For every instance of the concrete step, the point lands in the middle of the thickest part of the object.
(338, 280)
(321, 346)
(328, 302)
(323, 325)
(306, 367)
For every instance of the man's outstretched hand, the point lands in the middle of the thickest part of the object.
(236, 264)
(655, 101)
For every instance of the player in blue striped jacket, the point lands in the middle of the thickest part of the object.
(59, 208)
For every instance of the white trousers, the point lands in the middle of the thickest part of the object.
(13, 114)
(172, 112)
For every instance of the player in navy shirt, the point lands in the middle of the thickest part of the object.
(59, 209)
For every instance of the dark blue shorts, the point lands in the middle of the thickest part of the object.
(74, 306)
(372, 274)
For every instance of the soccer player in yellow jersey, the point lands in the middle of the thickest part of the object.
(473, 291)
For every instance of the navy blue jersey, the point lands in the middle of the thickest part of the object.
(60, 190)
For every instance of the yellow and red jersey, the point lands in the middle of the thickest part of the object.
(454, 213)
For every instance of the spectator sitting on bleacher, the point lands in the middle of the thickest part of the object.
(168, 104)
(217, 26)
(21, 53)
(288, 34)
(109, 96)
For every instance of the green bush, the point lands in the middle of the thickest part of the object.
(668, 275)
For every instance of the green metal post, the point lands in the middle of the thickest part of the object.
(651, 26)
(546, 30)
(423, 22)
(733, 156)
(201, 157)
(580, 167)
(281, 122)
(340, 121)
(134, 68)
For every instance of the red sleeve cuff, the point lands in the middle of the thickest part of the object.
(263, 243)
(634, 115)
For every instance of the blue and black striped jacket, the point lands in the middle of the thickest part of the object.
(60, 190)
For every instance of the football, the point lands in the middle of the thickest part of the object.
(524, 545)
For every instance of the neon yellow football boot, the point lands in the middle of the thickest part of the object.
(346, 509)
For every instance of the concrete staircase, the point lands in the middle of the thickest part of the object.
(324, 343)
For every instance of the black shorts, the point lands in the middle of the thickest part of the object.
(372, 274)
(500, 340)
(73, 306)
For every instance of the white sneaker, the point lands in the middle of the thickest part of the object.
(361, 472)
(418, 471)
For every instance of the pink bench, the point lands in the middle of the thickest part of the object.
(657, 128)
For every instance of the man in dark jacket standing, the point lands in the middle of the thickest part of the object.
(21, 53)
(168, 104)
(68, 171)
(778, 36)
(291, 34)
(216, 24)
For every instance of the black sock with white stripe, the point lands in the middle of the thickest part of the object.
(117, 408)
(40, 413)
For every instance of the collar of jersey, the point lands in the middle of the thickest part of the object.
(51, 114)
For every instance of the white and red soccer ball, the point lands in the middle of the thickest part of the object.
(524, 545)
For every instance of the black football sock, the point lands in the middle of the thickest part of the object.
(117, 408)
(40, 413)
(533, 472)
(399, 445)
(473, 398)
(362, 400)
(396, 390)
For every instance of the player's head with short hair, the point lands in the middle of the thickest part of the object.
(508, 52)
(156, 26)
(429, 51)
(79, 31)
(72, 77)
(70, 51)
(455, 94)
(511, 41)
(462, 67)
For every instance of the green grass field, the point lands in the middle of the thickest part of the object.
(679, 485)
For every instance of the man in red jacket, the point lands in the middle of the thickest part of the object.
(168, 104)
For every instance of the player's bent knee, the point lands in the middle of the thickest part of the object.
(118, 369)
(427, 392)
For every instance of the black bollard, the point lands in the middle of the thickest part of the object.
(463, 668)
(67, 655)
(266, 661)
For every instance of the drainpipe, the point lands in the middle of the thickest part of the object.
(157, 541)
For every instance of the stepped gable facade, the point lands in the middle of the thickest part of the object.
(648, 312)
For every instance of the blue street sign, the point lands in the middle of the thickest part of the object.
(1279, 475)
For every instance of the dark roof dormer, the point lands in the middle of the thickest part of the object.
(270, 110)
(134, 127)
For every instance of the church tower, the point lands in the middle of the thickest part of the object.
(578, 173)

....

» Activity: What do the lines from the one with "For every instance of the black sock" through the last line of the entries say? Print them word for word, both ends included, and nothing else.

» Solution for this problem:
For every instance of the black sock with white stripe, the point lands in the middle of the thickest part of the object.
(117, 408)
(40, 413)
For every instance of the collar of jersey, the point lands in the middle of the thickest part of the object.
(51, 114)
For every instance of the white and red soccer ball, the point lands in the middle of the thickest part of the object.
(524, 545)
For every instance of the black football sock, the point lands in the middle of the thickest part of the object.
(117, 408)
(40, 413)
(533, 472)
(399, 445)
(473, 398)
(362, 400)
(396, 390)
For every instance of the player's head with short hair, the point lands in the middle of the thickest part of the object.
(508, 52)
(156, 26)
(429, 51)
(79, 31)
(72, 77)
(70, 51)
(455, 94)
(511, 41)
(462, 67)
For every instance of the green grass field, the point lands in the middle of the thickest part of the object.
(679, 485)
For every instance of the man in red jacket, the point lands in the middle of the thickest part of the object.
(168, 104)
For every instance of the player's bent knee, the point lands in the middle of the thickest part of the object.
(118, 369)
(427, 392)
For every instance of the black bollard, the point lands in the middle of the thickest part of the object.
(463, 668)
(67, 655)
(266, 661)
For every instance of the drainpipe, the point lands in the middle of the thickest part of the object.
(157, 541)
For every instance of the stepped gable facade, the point lands in the middle of the thickest part of the object.
(648, 312)
For every instance of the blue street sign, the point lands in the middle of the thickest part of the object.
(1279, 475)
For every instance of the dark roof dormer, the point lands in the middle of the thickest part of the object.
(270, 110)
(134, 127)
For every instance of the church tower, the point lands in the middle of the thickest part of the object.
(578, 173)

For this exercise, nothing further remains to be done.